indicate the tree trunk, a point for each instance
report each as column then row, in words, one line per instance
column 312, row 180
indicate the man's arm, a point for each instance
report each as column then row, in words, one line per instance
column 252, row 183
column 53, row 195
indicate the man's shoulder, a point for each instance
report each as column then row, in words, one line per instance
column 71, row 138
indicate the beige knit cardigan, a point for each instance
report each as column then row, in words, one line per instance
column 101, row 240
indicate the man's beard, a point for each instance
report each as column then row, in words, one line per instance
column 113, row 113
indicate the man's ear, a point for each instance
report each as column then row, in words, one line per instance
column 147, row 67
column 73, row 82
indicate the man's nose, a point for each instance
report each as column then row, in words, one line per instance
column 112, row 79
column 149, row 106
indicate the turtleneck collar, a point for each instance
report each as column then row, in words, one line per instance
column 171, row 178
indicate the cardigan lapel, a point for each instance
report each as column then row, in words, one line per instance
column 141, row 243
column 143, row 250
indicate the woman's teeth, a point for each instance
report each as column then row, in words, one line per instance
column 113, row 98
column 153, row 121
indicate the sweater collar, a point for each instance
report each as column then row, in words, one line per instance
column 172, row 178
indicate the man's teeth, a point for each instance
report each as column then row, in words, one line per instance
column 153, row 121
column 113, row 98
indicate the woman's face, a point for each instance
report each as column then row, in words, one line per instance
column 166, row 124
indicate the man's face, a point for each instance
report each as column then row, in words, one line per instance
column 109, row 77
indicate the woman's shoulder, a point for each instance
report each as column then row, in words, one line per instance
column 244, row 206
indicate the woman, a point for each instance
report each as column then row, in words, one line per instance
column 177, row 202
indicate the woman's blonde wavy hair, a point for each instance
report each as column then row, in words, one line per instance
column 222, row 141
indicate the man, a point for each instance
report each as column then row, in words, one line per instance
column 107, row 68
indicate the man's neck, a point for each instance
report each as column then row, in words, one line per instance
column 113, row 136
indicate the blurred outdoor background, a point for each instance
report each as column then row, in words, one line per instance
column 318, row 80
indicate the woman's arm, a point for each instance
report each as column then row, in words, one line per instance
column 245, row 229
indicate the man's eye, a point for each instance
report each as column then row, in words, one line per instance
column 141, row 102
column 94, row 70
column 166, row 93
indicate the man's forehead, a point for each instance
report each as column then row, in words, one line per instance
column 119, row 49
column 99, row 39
· · · ·
**Work to be completed:**
Present every line of the records above as a Markdown table with the columns "No." and "Line", one row per line and no rows for blank lines.

**Task output:**
| No. | Line |
|---|---|
| 1 | indicate the tree trunk, a point for each instance |
| 2 | report each as column then row, in words, one line per instance |
| 3 | column 312, row 180 |
| 4 | indicate the man's arm, a point for each instance |
| 5 | report each as column then row, in words, one line per instance |
| 6 | column 252, row 183 |
| 7 | column 53, row 195 |
| 8 | indicate the man's shoulder, a point for each instance |
| 9 | report each as column then row, in words, one line per instance |
| 10 | column 71, row 138 |
| 11 | indicate the beige knit cardigan, a point for each instance |
| 12 | report each as column then row, in words, one line per instance |
| 13 | column 101, row 240 |
| 14 | indicate the man's beard, a point for each instance |
| 15 | report each as column then row, in words, one line per instance |
| 16 | column 113, row 113 |
| 17 | indicate the man's ear, a point for each instance |
| 18 | report each as column then row, in words, one line per instance |
| 19 | column 147, row 67 |
| 20 | column 73, row 82 |
| 21 | indicate the man's nose, a point for each instance |
| 22 | report each as column then row, in words, one line per instance |
| 23 | column 112, row 79 |
| 24 | column 149, row 106 |
| 25 | indicate the turtleneck collar, a point for each instance |
| 26 | report each as column then row, in words, one line per instance |
| 27 | column 171, row 178 |
| 28 | indicate the cardigan lapel, a point for each instance |
| 29 | report each as column then row, in words, one line per instance |
| 30 | column 141, row 243 |
| 31 | column 143, row 250 |
| 32 | indicate the woman's teeth, a point for each instance |
| 33 | report each as column then row, in words, one line per instance |
| 34 | column 113, row 98 |
| 35 | column 153, row 121 |
| 36 | indicate the sweater collar, a point for each instance |
| 37 | report each as column then row, in words, one line per instance |
| 38 | column 172, row 178 |
| 39 | indicate the man's teeth, a point for each instance |
| 40 | report each as column then row, in words, one line per instance |
| 41 | column 153, row 121 |
| 42 | column 113, row 98 |
| 43 | indicate the woman's face, a point for each instance |
| 44 | report each as column then row, in words, one line per instance |
| 45 | column 166, row 124 |
| 46 | indicate the man's face, a point for each instance |
| 47 | report each as column then row, in words, one line per instance |
| 48 | column 109, row 77 |
| 49 | indicate the woman's shoulder, a point for each instance |
| 50 | report each as column then row, in words, one line per instance |
| 51 | column 244, row 206 |
| 52 | indicate the woman, a point for each instance |
| 53 | report each as column then row, in words, one line per instance |
| 54 | column 177, row 202 |
| 55 | indicate the woman's blonde wavy hair, a point for each instance |
| 56 | report each as column then row, in words, one line per instance |
| 57 | column 222, row 141 |
| 58 | indicate the man, a point for each instance |
| 59 | report each as column then row, in words, one line per instance |
| 60 | column 107, row 68 |
| 61 | indicate the man's neck, a point for each instance |
| 62 | report each as column then row, in words, one line per instance |
| 63 | column 113, row 136 |
| 64 | indicate the blurred outdoor background, a point for each instance |
| 65 | report each as column then row, in words, one line per instance |
| 66 | column 318, row 80 |
| 67 | indicate the woman's arm, a point for each instance |
| 68 | report each as column then row, in words, one line per instance |
| 69 | column 245, row 229 |
| 70 | indicate the man's eye, a point for each instance |
| 71 | report each as column then row, in words, one line per instance |
| 72 | column 141, row 102 |
| 73 | column 94, row 70 |
| 74 | column 166, row 93 |
| 75 | indicate the man's forehead, a point for each instance |
| 76 | report each as column then row, in words, one line per instance |
| 77 | column 119, row 49 |
| 78 | column 99, row 39 |